About this task: In the entries that follow, the line with "Target: black shoulder" opens the range and the line with "If you could tag each instance of the jacket" closes it; repeat that range exactly, both lines included.

Records provided START

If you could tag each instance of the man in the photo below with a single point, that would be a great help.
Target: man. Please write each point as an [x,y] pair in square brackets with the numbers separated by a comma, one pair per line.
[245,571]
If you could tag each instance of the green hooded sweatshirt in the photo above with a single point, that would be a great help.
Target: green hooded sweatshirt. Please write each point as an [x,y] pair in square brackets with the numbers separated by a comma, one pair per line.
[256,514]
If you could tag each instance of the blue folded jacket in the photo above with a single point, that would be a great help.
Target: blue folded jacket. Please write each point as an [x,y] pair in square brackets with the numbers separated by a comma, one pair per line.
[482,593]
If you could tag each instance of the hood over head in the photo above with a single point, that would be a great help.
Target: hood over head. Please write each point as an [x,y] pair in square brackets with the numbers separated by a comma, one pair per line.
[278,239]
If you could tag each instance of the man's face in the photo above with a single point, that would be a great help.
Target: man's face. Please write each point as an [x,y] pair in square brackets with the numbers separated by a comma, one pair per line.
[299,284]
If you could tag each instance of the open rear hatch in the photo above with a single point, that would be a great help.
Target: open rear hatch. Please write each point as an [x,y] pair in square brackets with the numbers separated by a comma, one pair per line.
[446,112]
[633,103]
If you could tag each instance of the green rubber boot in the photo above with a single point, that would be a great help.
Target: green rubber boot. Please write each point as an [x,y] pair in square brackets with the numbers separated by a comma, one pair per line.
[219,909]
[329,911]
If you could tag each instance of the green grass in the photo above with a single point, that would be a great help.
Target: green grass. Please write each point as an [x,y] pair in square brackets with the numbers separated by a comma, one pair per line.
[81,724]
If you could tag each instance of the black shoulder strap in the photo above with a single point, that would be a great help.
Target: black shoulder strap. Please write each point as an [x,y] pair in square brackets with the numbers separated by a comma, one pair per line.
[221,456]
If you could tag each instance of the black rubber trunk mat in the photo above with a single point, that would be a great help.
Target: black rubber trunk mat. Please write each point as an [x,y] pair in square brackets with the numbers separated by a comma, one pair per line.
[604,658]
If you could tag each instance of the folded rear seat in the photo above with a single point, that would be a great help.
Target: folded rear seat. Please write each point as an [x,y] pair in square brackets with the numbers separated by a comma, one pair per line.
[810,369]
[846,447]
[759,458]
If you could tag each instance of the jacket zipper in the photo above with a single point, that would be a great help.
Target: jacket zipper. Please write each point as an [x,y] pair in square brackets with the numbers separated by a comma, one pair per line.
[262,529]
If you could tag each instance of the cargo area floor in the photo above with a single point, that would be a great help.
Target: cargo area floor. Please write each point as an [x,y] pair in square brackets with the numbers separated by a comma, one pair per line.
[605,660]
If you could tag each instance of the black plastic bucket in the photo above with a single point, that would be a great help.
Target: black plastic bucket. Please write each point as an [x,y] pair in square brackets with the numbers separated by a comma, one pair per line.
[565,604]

Records provided END

Task solution:
Target: black shoulder strap. Please write each point as an [x,y] pair in square brackets with the numbers separated by a comma, one pair per line.
[221,456]
If you could tag each instance of the black rubber trunk mat in the photo above with a single point, that would be a great help.
Target: black rubber trunk mat. Please write each point as an [x,y] pair in square brackets with the numbers separated by a comma, one pair per line.
[604,658]
If you could tag each instance of the folded rear seat in the photo above with a single point, that would be a great help.
Target: folded rear seat. Please write each point as an [x,y] pair in square brackets with the numbers separated by a comma, one pair per line.
[810,369]
[846,447]
[759,458]
If you could tag each instance of the jacket zipper in the photo above with a single point, that would be a great help.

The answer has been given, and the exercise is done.